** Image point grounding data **

*** Begin section ***

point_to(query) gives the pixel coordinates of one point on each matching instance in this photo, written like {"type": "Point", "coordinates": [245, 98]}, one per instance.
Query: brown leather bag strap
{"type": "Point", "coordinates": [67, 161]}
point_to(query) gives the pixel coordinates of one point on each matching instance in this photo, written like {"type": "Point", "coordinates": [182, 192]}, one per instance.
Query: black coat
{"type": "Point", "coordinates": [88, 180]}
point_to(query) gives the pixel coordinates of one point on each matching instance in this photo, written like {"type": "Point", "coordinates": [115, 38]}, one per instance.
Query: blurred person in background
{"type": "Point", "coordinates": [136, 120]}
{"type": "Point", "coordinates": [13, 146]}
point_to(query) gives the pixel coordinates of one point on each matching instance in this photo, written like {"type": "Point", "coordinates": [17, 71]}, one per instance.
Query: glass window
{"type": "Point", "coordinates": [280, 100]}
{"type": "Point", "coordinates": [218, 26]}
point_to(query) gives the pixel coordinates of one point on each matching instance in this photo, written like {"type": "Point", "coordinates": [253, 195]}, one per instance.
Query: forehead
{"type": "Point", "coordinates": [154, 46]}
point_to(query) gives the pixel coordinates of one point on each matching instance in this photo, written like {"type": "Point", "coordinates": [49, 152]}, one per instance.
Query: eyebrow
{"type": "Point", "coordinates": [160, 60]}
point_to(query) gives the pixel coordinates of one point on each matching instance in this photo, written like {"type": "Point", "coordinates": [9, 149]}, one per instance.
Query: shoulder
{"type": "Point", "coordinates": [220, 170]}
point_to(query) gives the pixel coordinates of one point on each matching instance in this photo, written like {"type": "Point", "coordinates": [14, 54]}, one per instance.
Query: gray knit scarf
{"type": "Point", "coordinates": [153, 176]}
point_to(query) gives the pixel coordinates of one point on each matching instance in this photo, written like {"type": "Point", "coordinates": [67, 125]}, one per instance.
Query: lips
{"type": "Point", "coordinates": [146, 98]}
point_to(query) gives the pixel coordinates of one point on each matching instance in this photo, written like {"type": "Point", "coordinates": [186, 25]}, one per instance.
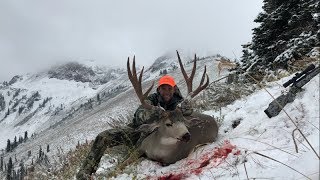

*** End section ***

** Work request **
Give back each entry exactly as it appears, with no pictures.

** Result for this exercise **
point_to(query) gives the pixel coordinates of one point on each matching instance in this photo, written like {"type": "Point", "coordinates": [245, 98]}, one per instance.
Query: brown leather bag strap
{"type": "Point", "coordinates": [67, 161]}
point_to(query) gives the pixel coordinates of one point on each matching instance in this photo, written like {"type": "Point", "coordinates": [182, 192]}, one per instance.
Query: black coat
{"type": "Point", "coordinates": [88, 180]}
point_to(query) gives the pixel coordinates of one point on each matching instance in this photo, written like {"type": "Point", "coordinates": [115, 38]}, one per instance.
Query: blurred person in background
{"type": "Point", "coordinates": [136, 120]}
{"type": "Point", "coordinates": [13, 146]}
point_to(query) gives the pixel coordinates of one point on each matching instance in this photo, written like {"type": "Point", "coordinates": [17, 71]}, one per instance.
Query: glass window
{"type": "Point", "coordinates": [280, 100]}
{"type": "Point", "coordinates": [218, 26]}
point_to(query) gives the pixel coordinates of one point on each matching instance in this photo, written like {"type": "Point", "coordinates": [253, 195]}, one per instance.
Query: forehead
{"type": "Point", "coordinates": [154, 46]}
point_to(query) gives the pixel coordinates of one point on each matching instance in this photo, written like {"type": "Point", "coordinates": [49, 152]}, one per instance.
Query: eyebrow
{"type": "Point", "coordinates": [160, 60]}
point_to(query) gives the pixel coordinates of one point on each matching instance in this photo, written like {"type": "Point", "coordinates": [9, 149]}, one per instance.
Query: shoulder
{"type": "Point", "coordinates": [220, 170]}
point_to(query) gives the pixel coordinates of one point on each matching instance in this photo, written like {"type": "Point", "coordinates": [14, 54]}, one per instance.
Query: gray knit scarf
{"type": "Point", "coordinates": [153, 176]}
point_to(query) gives the pixel coordinates of one point on each matching instance in this photo, written like {"type": "Point", "coordinates": [67, 125]}, one per instance.
Query: lips
{"type": "Point", "coordinates": [146, 98]}
point_to(query) gives the pixel coordinates of one point on each matching instance in this photo, written like {"type": "Point", "coordinates": [186, 25]}, one per instance.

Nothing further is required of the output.